Things to do:
1 - In two sentences, summarize the passage on the "Native Son" exhibit.
2 - Write the next few sentences of the passage on the "Native Son" exhibit, picking up after its final line.

Text passage:
"""

Certainly, there are artifacts that will give a charge to music fans – such as Arlo’s t-shirt and a bandmate’s ticket from the 1969 Woodstock festival. And anyone whose Thanksgiving would not be complete without listening to “Alice’s Restaurant Massacree” (and perhaps some of the extrapolatory re-recordings Arlo produced over the years) will be thrilled to see not only an officer’s uniform donated by the Stockbridge Police Department, but also one of the 8x10 glossy pictures of the actual garbage Arlo and his pal tossed to the bottom of the 15-foot cliff. It’s in black and white and not color, some of you might be disappointed to find out.
But what moved me the most were the intimate family treasures Annie Guthrie has shared. Her grandfather Woody was described in a 2019 NPR interview with Arlo’s sister Nora as “a deeply curious wanderer, who would go out for a pack of cigarettes and not come home for a week or two” – a characterization that does not exactly scream out “family man.” But in the “Native Son” exhibit, you can see an art booklet with a sweet notice hand-drawn by Woody announcing a birth on July 10, 1947. Next to it is a heartbreaking 1954 note from Arlo to his father, who was already hospitalized with Huntington’s Disease. “Dear Woody,” it says, in part. “How are you. I can not come in the word [sic] with you. Love and kisses, Arlo.” Next to his message is Arlo’s self-portrait of himself in tears.
“Native Son” also offers glimpses of a certain Guthrie family moxie that also seems to have endured over time. On view is a bar mitzvah message to Arlo from his maternal grandmother, the noted Yiddish poet Aliza Greenblatt – number 5 on the list instructs the young man to “do whatever possible today. You don’t know what tomorrow will bring.” One display case over is Arlo’s own list of house rules for his children from the mid-1980s that he has titled “The Law.” Among them:
When Dad is away, there will be no dancing on the tables
Never have fun on weekdays
Never say never.

"""

Dataset extract:
"""

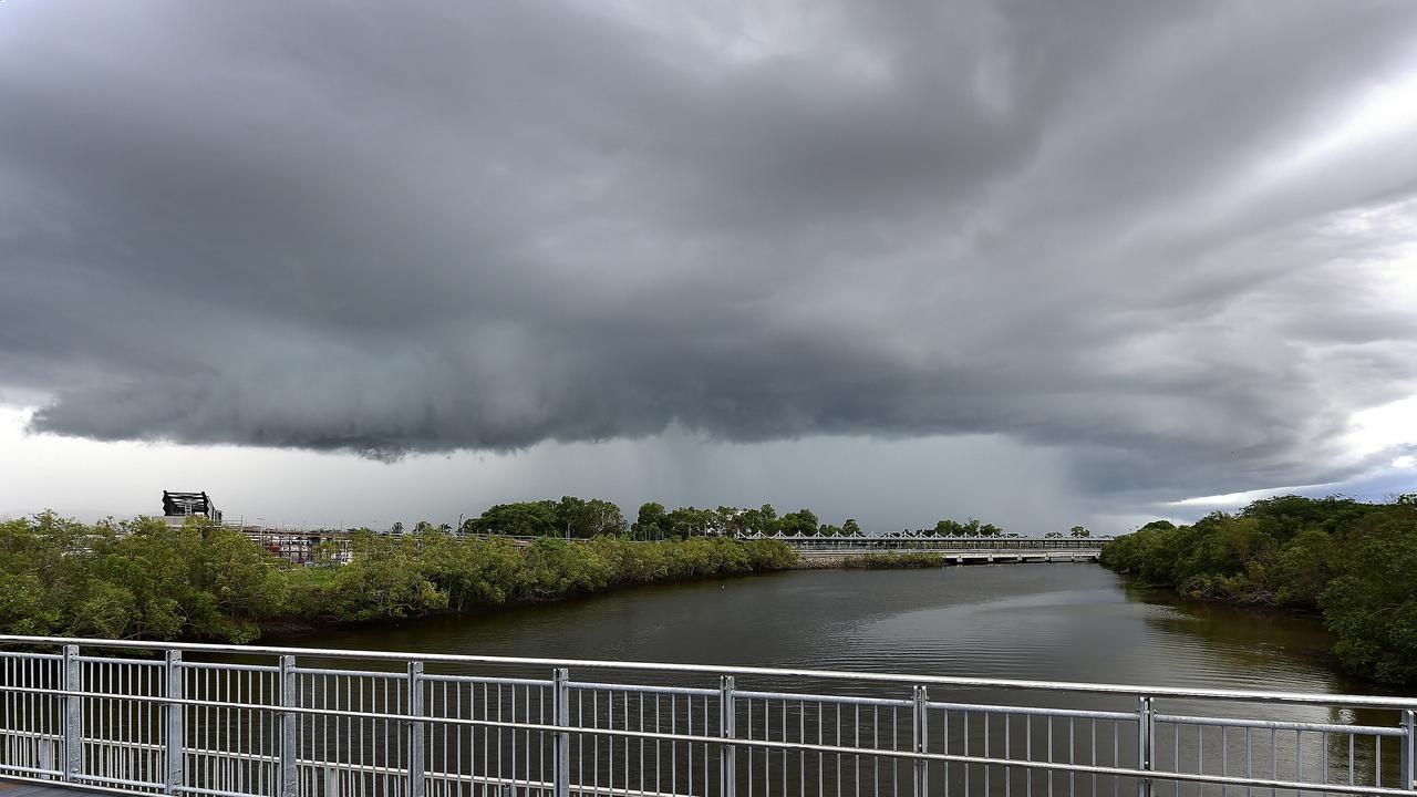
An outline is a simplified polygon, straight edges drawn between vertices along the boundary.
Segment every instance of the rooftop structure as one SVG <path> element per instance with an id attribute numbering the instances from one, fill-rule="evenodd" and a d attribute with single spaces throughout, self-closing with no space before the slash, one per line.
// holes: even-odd
<path id="1" fill-rule="evenodd" d="M 190 518 L 200 515 L 217 523 L 221 522 L 221 511 L 211 502 L 205 492 L 171 492 L 163 491 L 163 518 Z"/>

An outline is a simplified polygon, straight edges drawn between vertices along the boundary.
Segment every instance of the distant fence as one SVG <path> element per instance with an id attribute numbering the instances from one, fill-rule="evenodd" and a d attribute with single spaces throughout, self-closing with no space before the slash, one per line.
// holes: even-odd
<path id="1" fill-rule="evenodd" d="M 120 794 L 1414 794 L 1417 699 L 1406 698 L 34 637 L 0 647 L 0 777 Z"/>

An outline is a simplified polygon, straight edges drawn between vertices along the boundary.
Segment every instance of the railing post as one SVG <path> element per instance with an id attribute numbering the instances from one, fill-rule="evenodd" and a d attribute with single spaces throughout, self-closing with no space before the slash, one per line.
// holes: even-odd
<path id="1" fill-rule="evenodd" d="M 1403 788 L 1417 788 L 1417 781 L 1413 780 L 1414 745 L 1417 745 L 1417 712 L 1407 709 L 1403 712 L 1403 753 L 1401 753 Z"/>
<path id="2" fill-rule="evenodd" d="M 924 753 L 930 742 L 930 699 L 924 686 L 915 686 L 915 710 L 911 722 L 911 750 Z M 930 788 L 930 763 L 915 759 L 915 797 L 925 797 Z"/>
<path id="3" fill-rule="evenodd" d="M 1152 699 L 1138 698 L 1136 705 L 1136 769 L 1151 771 L 1156 757 L 1156 723 L 1152 713 Z M 1152 797 L 1152 779 L 1136 781 L 1136 797 Z"/>
<path id="4" fill-rule="evenodd" d="M 183 695 L 181 651 L 167 651 L 167 699 L 180 701 Z M 163 773 L 163 791 L 166 794 L 177 794 L 184 786 L 187 769 L 184 736 L 187 723 L 183 718 L 186 713 L 187 706 L 177 702 L 167 703 L 167 745 L 164 754 L 167 769 Z"/>
<path id="5" fill-rule="evenodd" d="M 79 647 L 64 645 L 64 691 L 81 692 Z M 84 769 L 84 698 L 64 696 L 64 780 L 78 780 Z"/>
<path id="6" fill-rule="evenodd" d="M 733 675 L 718 678 L 718 737 L 733 739 L 735 730 L 735 703 L 733 698 Z M 738 788 L 738 747 L 735 745 L 720 745 L 718 747 L 718 794 L 734 797 Z"/>
<path id="7" fill-rule="evenodd" d="M 296 706 L 296 674 L 295 657 L 281 657 L 281 708 L 293 709 Z M 281 797 L 295 797 L 296 794 L 296 746 L 295 712 L 281 712 Z"/>
<path id="8" fill-rule="evenodd" d="M 553 696 L 553 716 L 555 719 L 557 728 L 571 726 L 571 671 L 564 667 L 555 668 L 551 672 L 551 682 L 554 685 Z M 551 757 L 551 781 L 555 786 L 555 794 L 551 797 L 571 797 L 571 733 L 568 730 L 558 732 L 551 740 L 553 757 Z"/>
<path id="9" fill-rule="evenodd" d="M 424 662 L 408 662 L 408 797 L 424 797 Z"/>

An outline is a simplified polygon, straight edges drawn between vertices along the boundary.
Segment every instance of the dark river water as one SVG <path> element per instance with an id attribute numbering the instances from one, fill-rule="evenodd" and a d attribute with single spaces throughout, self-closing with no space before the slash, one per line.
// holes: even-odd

"""

Task answers:
1 - The "Native Son" exhibit offers artifacts that will excite music fans, such as Arlo Guthrie's t-shirt from the 1969 Woodstock festival and, for lovers of "Alice's Restaurant Massacree," a uniform donated by the Stockbridge Police Department and an 8x10 glossy picture of the actual garbage. What moved the writer most were the intimate family treasures shared by Annie Guthrie, including a birth notice hand-drawn by Woody, a 1954 note from Arlo to his hospitalized father, and family messages and house rules that show a Guthrie moxie that has endured over time.

2 -
Another sweet reminder of how Arlo and family sustain relationships is the copy of his 2004 children’s book Mooses Come Walking, illustrated by Alice Brock – remember Alice? Arlo wrote a song about Alice.
Overall, “Native Son” is a charming exhibit, whether or not you’re a folky or an Arlophile or even a Berkshirian. (Google tells me Berkshirite is not what you call people from the Berkshires – I am chastened again.) But I actually did get the chance to meet Arlo a few years back. He and I were standing together in a long line waiting for our prescriptions to be filled at the Walgreen’s on Elm Street in Pittsfield, an experience that feels like nothing so much as sitting on the Group W bench at the draft board building down on Whitehall Street in New York City. We talked about Thanksgiving and how I also make it a point to listen to his fall-of-the-Berlin Wall “I Can’t Help Falling in Love With You” story, and how, yes, the Metric System remains a scourge the world has yet to fully overcome (check out his 1987 performance of Pete Seeger’s “The Garden Song” if you don’t know what I’m talking about – you won’t be sorry).
What can I tell you? The quintessential Berkshire celebrity – nice guy!